STATED EXERCISE:
Rescale the stretch of the data from the line containing "Target = building" through the line containing "x=189 y=128", both ends included, and reproduce every line in it. Multiply each x and y point coordinate by 1.85, round to whole numbers with halves going up, and leave all other lines and the format samples unchanged.
## start MATERIAL FOR THIS TASK
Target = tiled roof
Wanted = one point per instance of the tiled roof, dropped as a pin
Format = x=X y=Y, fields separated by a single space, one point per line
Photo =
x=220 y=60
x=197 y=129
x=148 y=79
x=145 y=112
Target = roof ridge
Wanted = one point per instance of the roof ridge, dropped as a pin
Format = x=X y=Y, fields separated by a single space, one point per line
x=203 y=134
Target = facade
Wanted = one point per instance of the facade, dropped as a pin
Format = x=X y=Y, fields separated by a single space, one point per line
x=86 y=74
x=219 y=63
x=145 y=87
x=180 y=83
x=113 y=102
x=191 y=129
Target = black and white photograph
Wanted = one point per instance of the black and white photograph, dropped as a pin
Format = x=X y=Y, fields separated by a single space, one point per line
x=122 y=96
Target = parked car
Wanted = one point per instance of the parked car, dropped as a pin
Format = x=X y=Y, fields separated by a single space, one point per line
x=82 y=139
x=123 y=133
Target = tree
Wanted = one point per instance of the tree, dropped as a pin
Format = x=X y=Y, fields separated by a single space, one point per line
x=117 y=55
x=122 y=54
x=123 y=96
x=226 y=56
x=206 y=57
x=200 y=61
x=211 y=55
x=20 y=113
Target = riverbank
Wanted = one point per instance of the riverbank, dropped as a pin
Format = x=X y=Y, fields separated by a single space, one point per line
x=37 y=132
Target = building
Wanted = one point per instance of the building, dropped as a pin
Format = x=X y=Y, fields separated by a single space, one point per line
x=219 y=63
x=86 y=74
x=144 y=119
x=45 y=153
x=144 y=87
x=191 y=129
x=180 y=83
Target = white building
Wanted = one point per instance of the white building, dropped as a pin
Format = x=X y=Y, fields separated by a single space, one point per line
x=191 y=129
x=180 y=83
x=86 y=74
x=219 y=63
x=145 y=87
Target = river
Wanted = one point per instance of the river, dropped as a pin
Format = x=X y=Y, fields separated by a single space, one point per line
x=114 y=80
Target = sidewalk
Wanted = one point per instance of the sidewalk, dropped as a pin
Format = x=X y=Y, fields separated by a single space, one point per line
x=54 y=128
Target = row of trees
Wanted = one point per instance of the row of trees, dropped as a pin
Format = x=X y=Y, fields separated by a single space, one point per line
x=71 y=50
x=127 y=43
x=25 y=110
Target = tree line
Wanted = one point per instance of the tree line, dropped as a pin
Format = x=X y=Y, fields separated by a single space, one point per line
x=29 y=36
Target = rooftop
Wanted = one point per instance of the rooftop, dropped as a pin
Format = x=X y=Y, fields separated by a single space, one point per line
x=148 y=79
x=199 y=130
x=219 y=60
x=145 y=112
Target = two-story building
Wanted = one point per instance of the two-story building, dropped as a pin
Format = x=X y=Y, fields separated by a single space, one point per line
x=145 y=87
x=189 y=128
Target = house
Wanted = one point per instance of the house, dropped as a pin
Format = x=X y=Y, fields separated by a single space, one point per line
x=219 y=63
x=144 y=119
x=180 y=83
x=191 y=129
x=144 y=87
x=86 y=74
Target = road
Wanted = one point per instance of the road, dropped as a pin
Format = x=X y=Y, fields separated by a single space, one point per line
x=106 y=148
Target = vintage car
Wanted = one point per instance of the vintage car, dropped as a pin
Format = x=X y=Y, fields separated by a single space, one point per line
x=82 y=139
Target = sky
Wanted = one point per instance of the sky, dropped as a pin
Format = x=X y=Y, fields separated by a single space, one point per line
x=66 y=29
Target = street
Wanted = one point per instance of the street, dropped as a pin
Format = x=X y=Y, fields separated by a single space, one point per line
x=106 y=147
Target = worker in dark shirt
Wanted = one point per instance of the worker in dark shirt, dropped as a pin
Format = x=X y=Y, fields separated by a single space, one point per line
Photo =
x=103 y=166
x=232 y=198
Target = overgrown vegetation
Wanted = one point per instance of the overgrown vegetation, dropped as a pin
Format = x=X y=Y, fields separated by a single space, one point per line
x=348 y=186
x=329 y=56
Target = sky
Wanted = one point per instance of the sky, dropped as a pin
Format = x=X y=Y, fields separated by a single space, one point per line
## end MATERIAL FOR THIS TASK
OUTPUT:
Target = building
Wanted = one point per instance of the building, dropped as a pin
Format = x=X y=Y, fields separated by a single space, one point per line
x=405 y=117
x=159 y=137
x=266 y=220
x=83 y=283
x=266 y=161
x=353 y=239
x=333 y=154
Target = white building
Wanted = one point per instance of the white building, dropped as a pin
Format = x=X y=Y, fields separated by a single space, one point per line
x=353 y=239
x=333 y=154
x=159 y=137
x=405 y=117
x=268 y=161
Target = river
Wanted = one point per instance of the river, dropped as a pin
Format = x=X y=Y, fields separated by a single space, one point per line
x=211 y=148
Target = sidewalk
Wanted = one point per instance of the sidewalk, dropped as a pin
Format = x=X y=Y, fields separated by a single space, one point per line
x=100 y=237
Target = row of trees
Wanted = one point per instance of the row of trees, dropped as a pin
Format = x=X y=Y, fields separated by a single space, one point per line
x=131 y=93
x=235 y=80
x=46 y=204
Target = tree line
Wanted = one point per instance of the tree line, dropped as a pin
Format = x=X y=Y, fields separated by a single space, one point per line
x=54 y=67
Target = rooftop
Wanted = one point per instance of the rooftop, dropped as a pin
Format = x=X y=Y, fields separated by a single space, one point per line
x=274 y=146
x=368 y=241
x=405 y=111
x=268 y=207
Target = two-story building
Wanted = one point per instance of the two-story building, dropped as a pin
Format = x=X y=Y, fields separated by a single space, one point per line
x=268 y=161
x=350 y=237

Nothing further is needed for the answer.